To be done:
Present each line of the material below as a Markdown table with the columns Row and Line, numbering the rows and omitting blank lines. Leave the pictures out of your answer.

(Outline annotation records)
◆ ◆ ◆ ◆ ◆

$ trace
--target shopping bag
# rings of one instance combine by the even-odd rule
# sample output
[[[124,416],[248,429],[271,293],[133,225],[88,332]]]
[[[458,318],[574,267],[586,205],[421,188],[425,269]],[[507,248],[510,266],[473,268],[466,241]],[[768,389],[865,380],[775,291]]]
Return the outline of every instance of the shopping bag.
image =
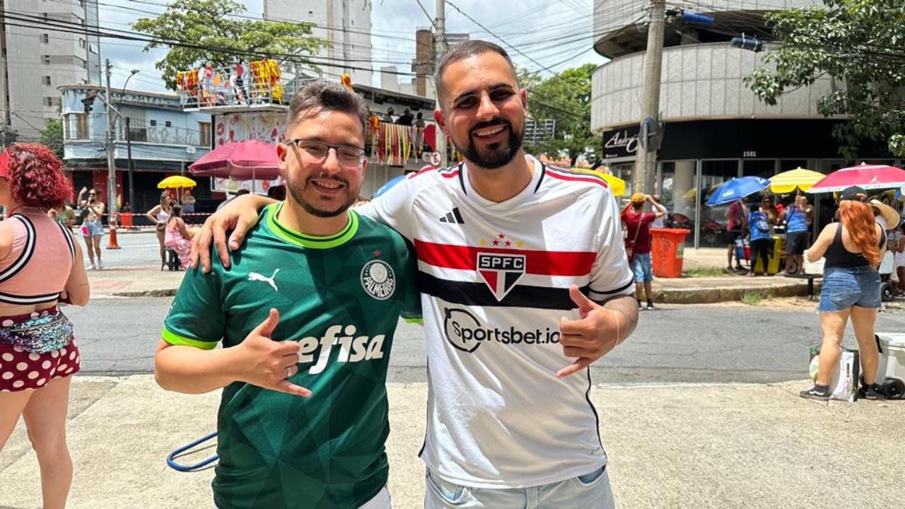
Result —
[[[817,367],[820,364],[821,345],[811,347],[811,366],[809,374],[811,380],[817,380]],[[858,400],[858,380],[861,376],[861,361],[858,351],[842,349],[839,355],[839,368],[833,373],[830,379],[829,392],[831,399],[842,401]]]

◆ ◆ ◆ ◆ ◆

Result of the task:
| Row | Line |
|---|---|
| 1 | $ trace |
| 2 | --target shopping bag |
| 3 | # rings of one instance combine by the even-odd rule |
| 4 | # sample output |
| 5 | [[[124,416],[248,429],[271,293],[133,225],[88,332]]] |
| 6 | [[[458,318],[574,267],[586,205],[421,188],[425,269]],[[507,248],[510,266],[473,268],[466,241]],[[768,389],[865,380],[775,291]]] |
| 7 | Return the outline of every instance of the shopping bag. |
| 8 | image = |
| 9 | Result — |
| 10 | [[[817,367],[820,364],[821,345],[811,347],[811,366],[809,374],[811,380],[817,380]],[[858,400],[858,380],[861,376],[861,361],[858,351],[842,349],[839,355],[839,368],[833,373],[830,379],[829,392],[831,399],[842,401]]] |